Reading text Block Start

Speaking of pragmatism, let’s be clear. The likelihood of any sort of third-party victory in 2024 is extremely low. But movements that have succeeded to any degree in the past have tended to do so by drawing attention to one big idea and thereby influencing the nation’s thinking — from Ross Perot’s common sense economic populism to Andrew Yang’s why-not progressivism.

Pie in the Sky?

Indeed, the modern third-party era may be said to have been ushered in by Perot, the Texan who founded Electronic Data Systems and grew it to greatness before selling it to General Motors in 1984. When he ran as an independent in 1992, Perot’s self-defined mission was to give America some straight talk – along with some bar charts and pie graphs. He failed to carry a single state, but he drew voters from both sides of the aisle who sensed the U.S. was going astray. 

Though No Labels and the Forward Party are aiming for the center, each has found the bulk of its enthusiasm on opposite sides of the spectrum. No Labels is conservative in nature, aiming to return America to the glory days of the 1980s, when tax cuts and deregulation revved up the economy, and kicked off stock and bond market booms. (On balance, it’s worth remembering that the Clinton administration pursued similar, third-way policies too.) 

The Forward Party’s platform is squishier, but its belief in government as a force for good that acts primarily via wealth transfers resonates widely, especially as the pandemic era proved cash handouts can make a real difference in people’s lives. (On balance, some trickle-down conservatives also embrace indirect wealth transfers as a rationale for policies that may otherwise favor business-owning classes.)

As the national Democratic and Republican parties increasingly try to appeal to extremes, today’s third parties are broadcasting the idea that a centrist just might unite large blocs of both sides.

Americans, in fact, agree on a lot, from foreign policy (Ukraine, China) to domestic issues (money in politics, voting rights). They say, foremost, that the economy doesn’t work for everyone, as the pandemic plainly revealed: Wealth accumulation among top earners and asset owners is ever-higher, racial groups are treated differently and have widely divergent outcomes, and privilege is America’s original sin.

The solutions, they say, are both pragmatic and idealistic. The Forward Party, headed by entrepreneur Yang, put universal basic income in its platform. Whether it’s viable is beside the point: The economy is simply too lopsided and can’t be righted easily. Pandemic paychecks showed that dropping money on America can work.

No Labels promotes itself as an upsetter. If the party isn’t happy with the eventual Democratic and Republican candidates, it vows to run its own pair, describing the strategy as an “insurance policy.” And it has serious heft: Potential candidates include conservative Democrat Joe Manchin and Kyrsten Sinema, who left the Democratic Party and registered as an independent. No Labels looks more Republican than middle of the road, aiming to reduce regulations, promote entrepreneurship, and boost spending on the military and energy.

That recalls the tenets of “make America great again.” No, not Donald Trump’s MAGA, but Ronald Reagan’s. That message surely resonates, but perhaps only with voters of a certain age.  

The Third Way think tank is a center-left group that promotes opportunity, especially for those who don’t attend college. On the economy, it’s pushing for the introduction of an apprenticeship system and large-scale federal help for workers in the trades, who earn half that of their college-educated peers. The group aims to buttress political movements with high-level research and policy recommendations.

For third parties to win, they must erode the two-party system, which controls primaries, elections — even debates on TV. This system crushes true democracy by creating a winner-takes-all outcome. That’s why it might be reformed one day by younger generations’ push for greater equality.

Change might ultimately come from within. The Problem Solvers Caucus, a 63-member bipartisan working group in the House, is credited with gathering enough support to pass the $1.2 trillion Infrastructure Investment and Jobs Act. The collective was formed in 2017 as a result of meetings held by none other than No Labels.

Reading text Block End

• What to work on
Please answer these questions from the text on third parties above:
(a) In what year did Perot sell Electronic Data Systems to General Motors?
(b) What did the Forward Party put in its platform?
(c) How many members does the Problem Solvers Caucus have?

Supplied material Block Start

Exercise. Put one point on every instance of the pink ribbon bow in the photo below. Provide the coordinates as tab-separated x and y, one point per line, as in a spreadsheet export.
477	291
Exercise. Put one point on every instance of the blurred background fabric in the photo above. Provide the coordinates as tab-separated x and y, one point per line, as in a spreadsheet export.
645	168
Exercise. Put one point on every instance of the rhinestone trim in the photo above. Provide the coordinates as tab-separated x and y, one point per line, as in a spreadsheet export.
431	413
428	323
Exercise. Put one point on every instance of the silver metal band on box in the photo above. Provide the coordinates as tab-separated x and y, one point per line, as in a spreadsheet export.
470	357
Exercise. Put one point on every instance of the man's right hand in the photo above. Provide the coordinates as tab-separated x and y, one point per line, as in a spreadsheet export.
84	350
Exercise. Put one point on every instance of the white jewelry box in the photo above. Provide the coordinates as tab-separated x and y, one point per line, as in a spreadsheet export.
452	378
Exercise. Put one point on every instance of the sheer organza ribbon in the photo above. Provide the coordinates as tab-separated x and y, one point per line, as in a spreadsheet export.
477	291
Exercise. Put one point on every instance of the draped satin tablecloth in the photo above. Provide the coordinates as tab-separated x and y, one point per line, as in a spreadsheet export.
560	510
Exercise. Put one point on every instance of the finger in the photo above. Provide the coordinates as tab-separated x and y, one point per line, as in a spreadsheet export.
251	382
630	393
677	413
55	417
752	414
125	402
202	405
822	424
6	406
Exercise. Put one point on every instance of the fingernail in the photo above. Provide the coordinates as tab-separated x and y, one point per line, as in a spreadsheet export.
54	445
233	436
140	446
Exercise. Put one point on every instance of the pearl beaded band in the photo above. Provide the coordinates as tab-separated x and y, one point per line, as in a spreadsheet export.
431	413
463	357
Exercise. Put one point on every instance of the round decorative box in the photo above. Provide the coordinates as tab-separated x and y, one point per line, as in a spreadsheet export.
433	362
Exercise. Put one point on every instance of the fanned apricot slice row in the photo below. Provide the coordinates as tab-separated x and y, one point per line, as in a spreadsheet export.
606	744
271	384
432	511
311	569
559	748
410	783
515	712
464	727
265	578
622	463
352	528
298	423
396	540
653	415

Supplied material Block End

• Answer below
(a) 1984
(b) Universal basic income
(c) 63